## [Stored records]
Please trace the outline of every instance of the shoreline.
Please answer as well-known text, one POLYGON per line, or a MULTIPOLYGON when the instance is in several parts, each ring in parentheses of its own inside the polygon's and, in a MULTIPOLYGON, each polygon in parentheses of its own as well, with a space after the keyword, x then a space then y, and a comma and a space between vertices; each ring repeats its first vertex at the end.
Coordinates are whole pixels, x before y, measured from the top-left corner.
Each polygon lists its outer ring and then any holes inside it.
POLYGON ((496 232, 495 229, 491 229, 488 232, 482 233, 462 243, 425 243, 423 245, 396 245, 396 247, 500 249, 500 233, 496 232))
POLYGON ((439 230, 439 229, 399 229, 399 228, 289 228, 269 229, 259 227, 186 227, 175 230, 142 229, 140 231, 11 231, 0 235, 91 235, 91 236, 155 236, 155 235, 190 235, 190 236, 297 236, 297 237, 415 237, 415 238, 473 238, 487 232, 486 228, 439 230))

## [Task prompt]
The answer is every entry, copied word for word.

## [Written answer]
Please trace the outline of every instance of the shoreline.
Please answer as well-known text, one POLYGON per line, or a MULTIPOLYGON when the instance is in several parts, each ring in parentheses of its own inside the polygon's and, in a MULTIPOLYGON, each polygon in parentheses of its own as well, with a space after the keyword, x then a space then y, and a comma and a space between vertices; each ring repeats its first vertex at the end.
Coordinates are whole pixels, x before y, measured from the top-left corner.
Each polygon lists its outer ring and then any holes inside it.
POLYGON ((496 232, 495 229, 491 229, 488 232, 482 233, 462 243, 425 243, 423 245, 396 245, 396 247, 500 249, 500 233, 496 232))
POLYGON ((439 230, 439 229, 399 229, 399 228, 289 228, 269 229, 259 227, 186 227, 175 230, 142 229, 140 231, 11 231, 0 235, 91 235, 91 236, 155 236, 155 235, 190 235, 190 236, 297 236, 297 237, 415 237, 415 238, 473 238, 487 232, 486 228, 439 230))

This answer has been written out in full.